Below in 6.1 is what they are using as an excuse to process data.

6.1 OUSBA may disclose information relating to the status of your OUSBA account to any credit reference agency or debt recovery agency to assist in the making of credit decisions or the prevention of fraud, or the recovery of money owing to OUSBA. OUSBA may also disclose your OUSBA account status information to the OU or the OU’s subsidiary companies for student welfare purposes. This is to allow the OU to impose academic sanctions in order to assist the recovery of moneys owing to the OUSBA, and to allow the OU or its subsidiaries to make credit status decisions in future dealings with you. Academic sanctions may include but will not necessarily be limited to cancelling a registration for your current course(s), withholding examination results, academic credit and rewards, and refusal to reinstate you as a student except at OU’s discretion.

-- Prompt 1 --
Under the OUSBA account-disclosure text, to whom may OUSBA give your account status information for student welfare purposes?
-- Prompt 2 --
Please pick up the OUSBA account-disclosure text after its final sentence and carry it forward.

-- Excerpted data --
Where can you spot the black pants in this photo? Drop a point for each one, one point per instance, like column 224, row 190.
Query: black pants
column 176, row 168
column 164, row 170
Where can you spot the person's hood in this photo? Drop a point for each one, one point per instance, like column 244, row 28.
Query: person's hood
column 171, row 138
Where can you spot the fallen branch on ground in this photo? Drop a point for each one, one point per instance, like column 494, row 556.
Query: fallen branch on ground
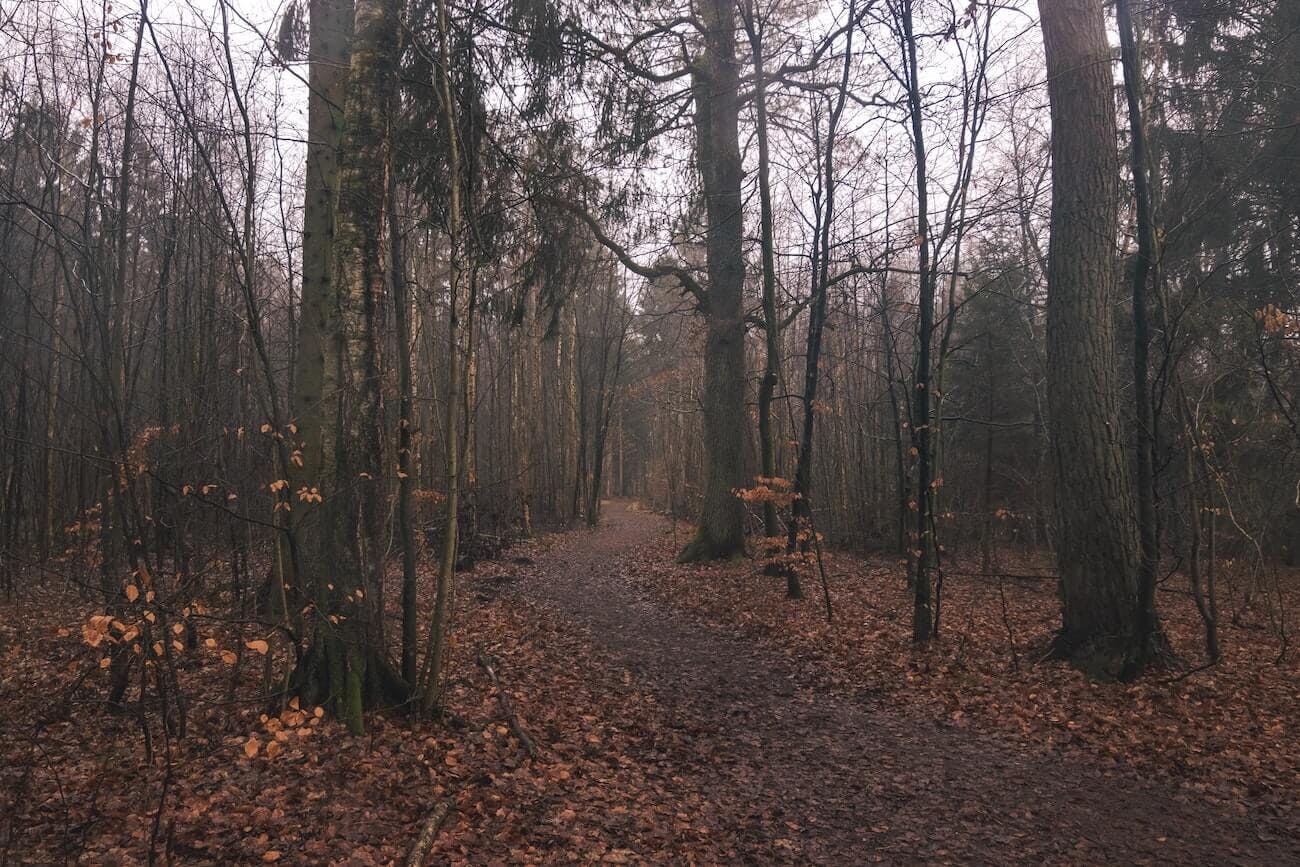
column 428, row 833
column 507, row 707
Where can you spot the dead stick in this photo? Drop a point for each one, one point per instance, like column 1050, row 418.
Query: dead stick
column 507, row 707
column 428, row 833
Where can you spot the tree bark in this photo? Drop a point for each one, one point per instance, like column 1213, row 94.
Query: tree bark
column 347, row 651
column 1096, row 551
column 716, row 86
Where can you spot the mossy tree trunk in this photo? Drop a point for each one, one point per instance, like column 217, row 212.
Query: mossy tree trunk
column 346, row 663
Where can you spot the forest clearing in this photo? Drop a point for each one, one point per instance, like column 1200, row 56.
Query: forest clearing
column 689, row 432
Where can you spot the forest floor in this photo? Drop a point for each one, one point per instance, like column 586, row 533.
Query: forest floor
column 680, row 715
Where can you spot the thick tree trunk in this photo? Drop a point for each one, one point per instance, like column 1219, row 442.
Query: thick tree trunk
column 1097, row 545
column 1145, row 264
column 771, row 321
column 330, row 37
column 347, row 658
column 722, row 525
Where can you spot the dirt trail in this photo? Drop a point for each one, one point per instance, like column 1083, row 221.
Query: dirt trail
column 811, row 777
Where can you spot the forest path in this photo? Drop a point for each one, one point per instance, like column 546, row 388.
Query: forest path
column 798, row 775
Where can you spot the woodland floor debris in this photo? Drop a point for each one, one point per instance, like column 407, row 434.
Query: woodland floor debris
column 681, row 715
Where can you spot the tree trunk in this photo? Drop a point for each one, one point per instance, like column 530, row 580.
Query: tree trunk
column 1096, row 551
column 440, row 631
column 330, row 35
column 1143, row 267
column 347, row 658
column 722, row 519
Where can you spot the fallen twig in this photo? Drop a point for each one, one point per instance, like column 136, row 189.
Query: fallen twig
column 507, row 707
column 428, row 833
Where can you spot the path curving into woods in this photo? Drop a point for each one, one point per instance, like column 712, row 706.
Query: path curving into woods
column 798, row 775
==
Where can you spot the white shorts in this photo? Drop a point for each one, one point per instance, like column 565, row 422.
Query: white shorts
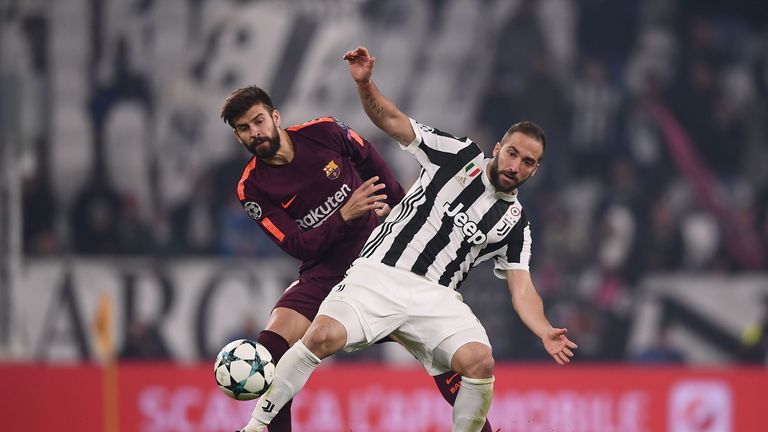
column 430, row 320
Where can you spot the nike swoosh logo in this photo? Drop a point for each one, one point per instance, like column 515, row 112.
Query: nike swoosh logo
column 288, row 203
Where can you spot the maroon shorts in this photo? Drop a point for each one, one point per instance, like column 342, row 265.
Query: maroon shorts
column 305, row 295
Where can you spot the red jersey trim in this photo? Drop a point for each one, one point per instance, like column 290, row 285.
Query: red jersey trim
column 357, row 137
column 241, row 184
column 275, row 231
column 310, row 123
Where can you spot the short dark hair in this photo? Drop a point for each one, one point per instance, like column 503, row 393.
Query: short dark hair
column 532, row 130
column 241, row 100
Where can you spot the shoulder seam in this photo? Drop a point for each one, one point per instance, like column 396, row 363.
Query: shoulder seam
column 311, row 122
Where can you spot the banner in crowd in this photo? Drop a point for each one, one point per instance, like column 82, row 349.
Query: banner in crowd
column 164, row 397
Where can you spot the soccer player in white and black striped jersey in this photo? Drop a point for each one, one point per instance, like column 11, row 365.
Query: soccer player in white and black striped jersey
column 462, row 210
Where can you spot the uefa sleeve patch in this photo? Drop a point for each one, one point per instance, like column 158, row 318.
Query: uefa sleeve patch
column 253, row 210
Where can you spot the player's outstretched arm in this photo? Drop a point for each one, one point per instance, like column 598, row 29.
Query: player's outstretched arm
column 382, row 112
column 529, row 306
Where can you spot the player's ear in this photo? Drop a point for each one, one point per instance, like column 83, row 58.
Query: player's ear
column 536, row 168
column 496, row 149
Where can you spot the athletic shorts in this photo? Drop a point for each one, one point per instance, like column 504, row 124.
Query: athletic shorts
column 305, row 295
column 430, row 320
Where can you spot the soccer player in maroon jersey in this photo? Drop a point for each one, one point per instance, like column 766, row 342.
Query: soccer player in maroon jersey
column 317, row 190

-- Written response 1 --
The OU or the OU's subsidiary companies.

-- Written response 2 --
However, they seem to be blind to the section immediately following 6.1. The bit that actually states what you actually consented to:

 

6.2 You hereby consent to the transfer of personal information from the OU’s computer systems and other records to OUSBA sufficient only to establish and maintain the computer records needed to operate your OUSBA account. A full list of the information that may be transferred between the OU and the OUSBA is available on written request.

 

You will also see from their letter that they actually went to the CRA for advice on how to deal with this :o , and not only that. but they did a copy and paste from the CRA response. Read the letter again, and you will see that there are no facts stated in it, just lots of "in our view", "industry practice" and "it would appear" . The response from OUSBA is very similar to the responses that are coming out of Experian. Talk about incestuous!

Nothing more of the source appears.